(Passage to read):
====

For the most part, the author is assiduous in pursuit of this agenda. His scholarship is diligent, historically accurate at least with regard to the period primarily under review, and properly attentive to the language in which “representations” are made. Its subtleties and shifting conceptual basis are generally well explored, and he is explicitly conscious of anachronism as a problem in historical interpretation, notably with regard to the imposition of present understandings of CSA into discussions of times when understandings and values were significantly different.

So it is all the more surprising that in a book about “sexual violence” the term is never defined. In lieu, the author offers an explanation from which it becomes clear that key (but dubious) assumptions will be taken in effect as axiomatic, their truth being implicitly beyond any need of scrutiny or debate. We are told:

I have closely considered significant linguistic and thematic developments in the present, as well as the past, and deploy the umbrella term ‘sexual violence against children’ throughout the book. This covers many different forms of sexual violence including ‘child sexual abuse’, which, as we will see in Chap. 2, is itself an umbrella term.

====

(Exercise): Copy out the book review passage above in full, word for word. The lines after this point are separate material, unrelated to the book review passage.

(Data rows):
====

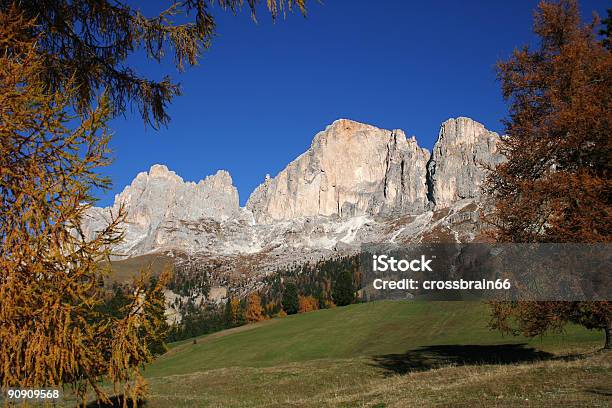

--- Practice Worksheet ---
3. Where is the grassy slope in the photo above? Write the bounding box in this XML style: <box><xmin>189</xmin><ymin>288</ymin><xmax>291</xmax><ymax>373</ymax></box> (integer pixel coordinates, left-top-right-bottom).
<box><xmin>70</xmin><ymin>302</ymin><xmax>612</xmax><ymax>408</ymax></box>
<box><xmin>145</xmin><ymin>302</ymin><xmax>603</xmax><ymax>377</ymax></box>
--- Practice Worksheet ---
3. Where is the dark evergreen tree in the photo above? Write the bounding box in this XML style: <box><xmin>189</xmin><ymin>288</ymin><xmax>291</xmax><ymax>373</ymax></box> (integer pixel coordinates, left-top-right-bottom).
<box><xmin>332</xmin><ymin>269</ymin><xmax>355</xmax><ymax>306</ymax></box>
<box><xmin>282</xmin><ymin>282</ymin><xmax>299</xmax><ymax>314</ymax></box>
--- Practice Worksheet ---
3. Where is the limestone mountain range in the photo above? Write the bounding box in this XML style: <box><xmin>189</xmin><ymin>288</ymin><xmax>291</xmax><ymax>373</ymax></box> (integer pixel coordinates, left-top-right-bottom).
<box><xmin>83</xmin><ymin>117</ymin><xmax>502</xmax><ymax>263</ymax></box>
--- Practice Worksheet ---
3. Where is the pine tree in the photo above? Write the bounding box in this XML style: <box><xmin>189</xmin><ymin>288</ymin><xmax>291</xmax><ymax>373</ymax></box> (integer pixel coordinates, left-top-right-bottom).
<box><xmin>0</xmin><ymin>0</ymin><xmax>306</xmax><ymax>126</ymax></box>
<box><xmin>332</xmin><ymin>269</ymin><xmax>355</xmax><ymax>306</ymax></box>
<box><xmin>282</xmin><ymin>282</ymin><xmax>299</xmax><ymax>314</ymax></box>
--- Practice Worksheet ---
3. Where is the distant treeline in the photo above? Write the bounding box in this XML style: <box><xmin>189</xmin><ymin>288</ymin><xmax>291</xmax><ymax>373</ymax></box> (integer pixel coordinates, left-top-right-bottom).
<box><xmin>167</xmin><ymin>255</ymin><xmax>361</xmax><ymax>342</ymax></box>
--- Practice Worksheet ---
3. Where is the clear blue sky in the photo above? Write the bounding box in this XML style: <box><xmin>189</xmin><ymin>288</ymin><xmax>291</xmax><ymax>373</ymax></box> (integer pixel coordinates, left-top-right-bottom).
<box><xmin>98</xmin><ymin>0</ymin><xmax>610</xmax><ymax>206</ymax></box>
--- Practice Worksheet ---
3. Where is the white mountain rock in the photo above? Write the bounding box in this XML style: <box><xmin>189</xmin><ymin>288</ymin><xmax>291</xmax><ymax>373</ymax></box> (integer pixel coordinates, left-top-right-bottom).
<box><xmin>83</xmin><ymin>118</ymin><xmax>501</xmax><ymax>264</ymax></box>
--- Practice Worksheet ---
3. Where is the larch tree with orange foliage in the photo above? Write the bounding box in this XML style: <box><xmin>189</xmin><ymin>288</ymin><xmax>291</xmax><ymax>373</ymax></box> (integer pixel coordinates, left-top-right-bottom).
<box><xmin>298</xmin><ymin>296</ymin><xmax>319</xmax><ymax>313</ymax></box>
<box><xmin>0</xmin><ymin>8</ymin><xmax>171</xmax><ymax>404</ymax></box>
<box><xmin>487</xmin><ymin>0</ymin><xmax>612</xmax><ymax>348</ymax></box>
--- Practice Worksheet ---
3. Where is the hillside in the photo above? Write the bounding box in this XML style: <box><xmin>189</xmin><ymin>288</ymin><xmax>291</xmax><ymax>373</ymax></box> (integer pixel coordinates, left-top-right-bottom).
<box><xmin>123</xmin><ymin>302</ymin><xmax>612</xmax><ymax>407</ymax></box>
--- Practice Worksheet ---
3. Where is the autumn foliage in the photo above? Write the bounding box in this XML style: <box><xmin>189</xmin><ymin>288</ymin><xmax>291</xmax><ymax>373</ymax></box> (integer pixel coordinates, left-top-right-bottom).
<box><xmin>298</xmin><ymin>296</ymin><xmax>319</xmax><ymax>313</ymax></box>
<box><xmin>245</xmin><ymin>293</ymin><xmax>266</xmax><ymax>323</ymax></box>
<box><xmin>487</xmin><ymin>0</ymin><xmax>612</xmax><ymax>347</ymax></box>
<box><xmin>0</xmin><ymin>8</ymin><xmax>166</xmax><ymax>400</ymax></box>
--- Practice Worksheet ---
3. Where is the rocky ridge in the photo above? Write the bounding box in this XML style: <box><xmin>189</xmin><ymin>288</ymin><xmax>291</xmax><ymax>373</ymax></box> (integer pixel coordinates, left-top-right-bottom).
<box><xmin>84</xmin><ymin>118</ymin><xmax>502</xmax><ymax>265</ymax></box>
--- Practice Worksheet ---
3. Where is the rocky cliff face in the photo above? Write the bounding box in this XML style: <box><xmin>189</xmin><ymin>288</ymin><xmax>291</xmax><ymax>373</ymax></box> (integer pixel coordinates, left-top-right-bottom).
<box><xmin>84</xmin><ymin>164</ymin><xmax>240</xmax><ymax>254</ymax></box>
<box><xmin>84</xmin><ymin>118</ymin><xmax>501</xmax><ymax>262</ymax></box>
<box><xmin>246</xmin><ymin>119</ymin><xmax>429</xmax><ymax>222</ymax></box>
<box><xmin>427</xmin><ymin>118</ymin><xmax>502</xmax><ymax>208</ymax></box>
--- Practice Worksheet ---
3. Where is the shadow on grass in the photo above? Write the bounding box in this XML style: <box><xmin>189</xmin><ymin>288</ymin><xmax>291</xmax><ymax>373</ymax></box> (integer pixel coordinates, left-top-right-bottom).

====

(Task response):
For the most part, the author is assiduous in pursuit of this agenda. His scholarship is diligent, historically accurate at least with regard to the period primarily under review, and properly attentive to the language in which “representations” are made. Its subtleties and shifting conceptual basis are generally well explored, and he is explicitly conscious of anachronism as a problem in historical interpretation, notably with regard to the imposition of present understandings of CSA into discussions of times when understandings and values were significantly different.

So it is all the more surprising that in a book about “sexual violence” the term is never defined. In lieu, the author offers an explanation from which it becomes clear that key (but dubious) assumptions will be taken in effect as axiomatic, their truth being implicitly beyond any need of scrutiny or debate. We are told:

I have closely considered significant linguistic and thematic developments in the present, as well as the past, and deploy the umbrella term ‘sexual violence against children’ throughout the book. This covers many different forms of sexual violence including ‘child sexual abuse’, which, as we will see in Chap. 2, is itself an umbrella term.